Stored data
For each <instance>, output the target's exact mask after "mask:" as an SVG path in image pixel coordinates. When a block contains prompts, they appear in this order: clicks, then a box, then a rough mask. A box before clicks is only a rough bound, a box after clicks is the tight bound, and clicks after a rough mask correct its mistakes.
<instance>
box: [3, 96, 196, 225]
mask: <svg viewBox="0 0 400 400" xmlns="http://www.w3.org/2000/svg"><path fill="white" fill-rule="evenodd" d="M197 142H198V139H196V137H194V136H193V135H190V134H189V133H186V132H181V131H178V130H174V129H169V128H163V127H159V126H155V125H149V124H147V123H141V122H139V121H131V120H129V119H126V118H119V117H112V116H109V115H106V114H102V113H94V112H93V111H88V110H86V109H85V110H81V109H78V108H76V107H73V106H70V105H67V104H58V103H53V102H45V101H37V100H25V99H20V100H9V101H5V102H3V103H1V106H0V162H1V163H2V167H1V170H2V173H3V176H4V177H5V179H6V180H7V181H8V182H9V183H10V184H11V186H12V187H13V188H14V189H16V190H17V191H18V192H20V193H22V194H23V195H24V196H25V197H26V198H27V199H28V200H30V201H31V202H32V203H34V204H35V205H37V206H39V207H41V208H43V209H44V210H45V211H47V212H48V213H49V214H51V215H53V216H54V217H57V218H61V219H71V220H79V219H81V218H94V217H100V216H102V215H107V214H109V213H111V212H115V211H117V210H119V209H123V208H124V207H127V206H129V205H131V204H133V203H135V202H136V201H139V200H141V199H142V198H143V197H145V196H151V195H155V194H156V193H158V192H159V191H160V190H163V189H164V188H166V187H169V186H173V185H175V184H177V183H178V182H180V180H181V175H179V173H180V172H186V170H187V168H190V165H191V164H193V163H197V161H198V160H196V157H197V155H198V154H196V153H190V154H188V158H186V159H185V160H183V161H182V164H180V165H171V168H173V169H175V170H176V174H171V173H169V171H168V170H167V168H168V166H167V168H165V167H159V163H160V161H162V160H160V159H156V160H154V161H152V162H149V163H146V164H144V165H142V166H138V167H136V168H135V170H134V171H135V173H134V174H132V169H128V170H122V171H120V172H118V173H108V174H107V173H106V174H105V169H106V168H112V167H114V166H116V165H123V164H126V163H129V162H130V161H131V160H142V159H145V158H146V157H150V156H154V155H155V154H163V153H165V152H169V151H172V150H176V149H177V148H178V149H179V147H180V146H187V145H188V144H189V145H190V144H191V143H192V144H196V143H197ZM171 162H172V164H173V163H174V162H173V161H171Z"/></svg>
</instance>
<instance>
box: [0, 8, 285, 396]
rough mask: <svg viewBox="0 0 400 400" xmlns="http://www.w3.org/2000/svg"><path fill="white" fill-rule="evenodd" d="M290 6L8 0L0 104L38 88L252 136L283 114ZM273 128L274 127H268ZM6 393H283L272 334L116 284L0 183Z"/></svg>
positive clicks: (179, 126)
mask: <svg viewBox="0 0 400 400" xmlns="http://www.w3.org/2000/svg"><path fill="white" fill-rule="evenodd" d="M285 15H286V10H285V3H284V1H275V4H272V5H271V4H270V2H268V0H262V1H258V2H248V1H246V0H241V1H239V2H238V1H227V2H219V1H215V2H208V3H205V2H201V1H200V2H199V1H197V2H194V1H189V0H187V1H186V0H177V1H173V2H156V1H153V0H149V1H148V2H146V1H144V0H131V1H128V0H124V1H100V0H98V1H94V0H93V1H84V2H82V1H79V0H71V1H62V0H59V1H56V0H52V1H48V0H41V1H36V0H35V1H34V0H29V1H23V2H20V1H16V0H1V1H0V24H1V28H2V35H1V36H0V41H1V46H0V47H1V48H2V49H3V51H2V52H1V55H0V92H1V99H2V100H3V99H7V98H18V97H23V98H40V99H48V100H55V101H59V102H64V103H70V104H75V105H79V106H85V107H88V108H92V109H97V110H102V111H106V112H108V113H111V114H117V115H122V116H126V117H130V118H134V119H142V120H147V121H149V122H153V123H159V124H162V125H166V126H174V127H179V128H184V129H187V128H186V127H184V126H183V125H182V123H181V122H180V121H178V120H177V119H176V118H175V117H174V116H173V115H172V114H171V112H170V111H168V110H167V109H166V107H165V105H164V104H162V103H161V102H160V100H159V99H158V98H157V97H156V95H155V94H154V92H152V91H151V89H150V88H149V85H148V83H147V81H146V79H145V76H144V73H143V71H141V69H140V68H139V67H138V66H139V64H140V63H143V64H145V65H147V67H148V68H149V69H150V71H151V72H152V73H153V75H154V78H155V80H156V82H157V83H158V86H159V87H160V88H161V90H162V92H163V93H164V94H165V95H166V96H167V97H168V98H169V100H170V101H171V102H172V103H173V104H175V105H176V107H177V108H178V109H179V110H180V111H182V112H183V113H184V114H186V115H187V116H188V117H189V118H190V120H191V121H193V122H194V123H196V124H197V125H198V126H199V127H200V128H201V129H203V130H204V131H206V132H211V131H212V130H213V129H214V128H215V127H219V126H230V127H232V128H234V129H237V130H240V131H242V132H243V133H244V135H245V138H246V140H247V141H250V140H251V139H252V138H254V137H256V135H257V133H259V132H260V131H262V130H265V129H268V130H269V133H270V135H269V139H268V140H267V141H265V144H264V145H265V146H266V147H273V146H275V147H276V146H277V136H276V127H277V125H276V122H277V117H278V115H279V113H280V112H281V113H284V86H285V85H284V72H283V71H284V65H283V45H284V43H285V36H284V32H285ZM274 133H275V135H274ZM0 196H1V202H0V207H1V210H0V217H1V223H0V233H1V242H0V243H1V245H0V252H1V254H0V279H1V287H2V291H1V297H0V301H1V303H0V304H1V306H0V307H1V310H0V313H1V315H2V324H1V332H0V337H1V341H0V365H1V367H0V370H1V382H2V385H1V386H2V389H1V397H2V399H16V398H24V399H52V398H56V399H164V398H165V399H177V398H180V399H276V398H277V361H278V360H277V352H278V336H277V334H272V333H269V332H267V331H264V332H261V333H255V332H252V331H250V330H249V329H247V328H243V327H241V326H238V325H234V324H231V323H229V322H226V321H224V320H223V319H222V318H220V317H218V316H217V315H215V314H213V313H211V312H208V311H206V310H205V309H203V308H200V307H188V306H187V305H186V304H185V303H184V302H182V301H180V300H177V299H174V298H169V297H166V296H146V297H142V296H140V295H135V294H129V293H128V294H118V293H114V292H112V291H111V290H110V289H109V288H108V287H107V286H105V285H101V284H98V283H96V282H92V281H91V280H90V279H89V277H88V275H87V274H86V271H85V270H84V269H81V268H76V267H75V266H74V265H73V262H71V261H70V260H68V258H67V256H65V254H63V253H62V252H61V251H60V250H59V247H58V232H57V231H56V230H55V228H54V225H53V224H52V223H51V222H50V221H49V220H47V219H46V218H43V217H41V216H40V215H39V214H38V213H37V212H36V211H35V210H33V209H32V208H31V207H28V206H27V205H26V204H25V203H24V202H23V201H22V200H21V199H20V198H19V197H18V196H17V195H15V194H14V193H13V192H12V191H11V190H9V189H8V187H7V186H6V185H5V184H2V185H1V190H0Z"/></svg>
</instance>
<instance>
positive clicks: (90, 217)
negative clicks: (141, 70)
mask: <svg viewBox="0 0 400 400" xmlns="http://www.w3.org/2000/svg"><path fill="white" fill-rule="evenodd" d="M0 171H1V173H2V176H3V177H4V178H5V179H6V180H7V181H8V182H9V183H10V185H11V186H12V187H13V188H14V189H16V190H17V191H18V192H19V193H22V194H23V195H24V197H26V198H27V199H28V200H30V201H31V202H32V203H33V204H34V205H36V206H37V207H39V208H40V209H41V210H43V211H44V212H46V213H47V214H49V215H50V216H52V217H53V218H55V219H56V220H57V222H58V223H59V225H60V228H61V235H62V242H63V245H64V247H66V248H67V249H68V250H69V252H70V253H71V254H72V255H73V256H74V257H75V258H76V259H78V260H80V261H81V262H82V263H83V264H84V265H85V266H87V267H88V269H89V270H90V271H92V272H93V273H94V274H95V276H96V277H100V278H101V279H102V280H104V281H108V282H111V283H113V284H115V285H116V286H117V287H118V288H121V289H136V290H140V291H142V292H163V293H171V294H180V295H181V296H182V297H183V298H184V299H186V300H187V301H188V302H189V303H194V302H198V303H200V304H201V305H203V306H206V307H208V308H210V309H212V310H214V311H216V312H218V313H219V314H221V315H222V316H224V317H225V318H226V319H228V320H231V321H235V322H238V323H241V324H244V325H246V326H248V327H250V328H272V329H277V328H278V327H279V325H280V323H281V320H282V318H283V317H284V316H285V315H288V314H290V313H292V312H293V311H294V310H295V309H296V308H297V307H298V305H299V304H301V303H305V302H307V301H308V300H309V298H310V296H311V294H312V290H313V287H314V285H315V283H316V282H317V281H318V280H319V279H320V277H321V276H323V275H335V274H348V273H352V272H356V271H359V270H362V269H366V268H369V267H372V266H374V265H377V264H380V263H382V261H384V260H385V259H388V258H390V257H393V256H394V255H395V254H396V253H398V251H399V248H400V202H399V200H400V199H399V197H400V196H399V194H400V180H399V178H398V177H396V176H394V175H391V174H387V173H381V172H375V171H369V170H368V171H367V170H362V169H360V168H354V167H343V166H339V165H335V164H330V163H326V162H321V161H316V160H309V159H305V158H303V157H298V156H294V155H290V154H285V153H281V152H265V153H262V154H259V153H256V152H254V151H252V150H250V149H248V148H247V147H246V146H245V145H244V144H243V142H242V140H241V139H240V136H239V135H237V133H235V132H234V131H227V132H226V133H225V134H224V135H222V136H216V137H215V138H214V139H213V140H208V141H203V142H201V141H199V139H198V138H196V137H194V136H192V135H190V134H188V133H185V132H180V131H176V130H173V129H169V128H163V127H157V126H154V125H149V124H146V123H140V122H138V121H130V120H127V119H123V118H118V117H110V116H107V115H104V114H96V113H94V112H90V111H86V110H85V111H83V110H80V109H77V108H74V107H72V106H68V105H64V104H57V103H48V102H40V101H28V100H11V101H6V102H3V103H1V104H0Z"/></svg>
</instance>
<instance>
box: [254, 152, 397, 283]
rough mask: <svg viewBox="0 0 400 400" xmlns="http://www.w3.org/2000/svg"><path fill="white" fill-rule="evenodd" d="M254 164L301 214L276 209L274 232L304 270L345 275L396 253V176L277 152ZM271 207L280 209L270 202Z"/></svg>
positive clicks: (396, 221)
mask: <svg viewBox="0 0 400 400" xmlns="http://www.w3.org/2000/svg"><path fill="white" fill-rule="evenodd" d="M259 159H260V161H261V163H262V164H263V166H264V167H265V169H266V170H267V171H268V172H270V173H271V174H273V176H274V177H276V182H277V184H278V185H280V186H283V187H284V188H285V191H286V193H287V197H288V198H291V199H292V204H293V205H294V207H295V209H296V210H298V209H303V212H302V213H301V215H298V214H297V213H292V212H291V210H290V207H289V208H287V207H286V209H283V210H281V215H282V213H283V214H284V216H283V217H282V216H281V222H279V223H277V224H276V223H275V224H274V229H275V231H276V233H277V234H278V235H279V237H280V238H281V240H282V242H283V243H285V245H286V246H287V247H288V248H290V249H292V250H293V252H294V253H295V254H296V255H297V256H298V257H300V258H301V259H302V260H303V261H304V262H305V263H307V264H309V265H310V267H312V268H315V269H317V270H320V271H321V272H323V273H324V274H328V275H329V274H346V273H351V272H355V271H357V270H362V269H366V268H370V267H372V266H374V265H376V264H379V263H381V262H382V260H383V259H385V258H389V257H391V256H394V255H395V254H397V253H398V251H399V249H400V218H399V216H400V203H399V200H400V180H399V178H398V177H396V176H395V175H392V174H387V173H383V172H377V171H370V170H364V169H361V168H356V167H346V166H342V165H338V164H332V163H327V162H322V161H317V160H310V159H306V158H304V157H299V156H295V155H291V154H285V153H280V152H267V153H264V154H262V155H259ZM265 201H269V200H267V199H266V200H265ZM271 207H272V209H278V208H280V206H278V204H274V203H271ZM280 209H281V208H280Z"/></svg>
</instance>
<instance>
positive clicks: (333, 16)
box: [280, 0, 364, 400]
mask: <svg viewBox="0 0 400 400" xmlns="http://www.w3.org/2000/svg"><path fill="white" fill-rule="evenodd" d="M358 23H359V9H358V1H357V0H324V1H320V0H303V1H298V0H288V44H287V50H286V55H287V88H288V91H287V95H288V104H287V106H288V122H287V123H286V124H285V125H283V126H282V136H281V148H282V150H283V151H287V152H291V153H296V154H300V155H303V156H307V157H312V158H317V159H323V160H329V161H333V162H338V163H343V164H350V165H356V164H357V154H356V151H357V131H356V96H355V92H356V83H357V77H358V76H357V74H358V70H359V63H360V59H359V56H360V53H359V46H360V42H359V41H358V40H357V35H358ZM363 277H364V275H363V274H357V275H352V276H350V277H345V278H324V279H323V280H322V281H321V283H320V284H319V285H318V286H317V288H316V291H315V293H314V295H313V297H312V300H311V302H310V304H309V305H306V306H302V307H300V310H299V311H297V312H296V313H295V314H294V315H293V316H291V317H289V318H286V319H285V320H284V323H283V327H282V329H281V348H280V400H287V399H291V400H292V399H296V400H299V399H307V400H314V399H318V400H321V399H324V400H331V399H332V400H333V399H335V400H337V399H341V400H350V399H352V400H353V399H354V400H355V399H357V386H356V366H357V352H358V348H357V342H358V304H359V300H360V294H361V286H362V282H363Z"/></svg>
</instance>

■ WHAT YOU WILL DO ■
Copy each line of the data that includes the word "positive".

■ EXERCISE RESPONSE ■
positive clicks: (179, 126)
positive clicks: (90, 217)
positive clicks: (396, 221)
positive clicks: (333, 16)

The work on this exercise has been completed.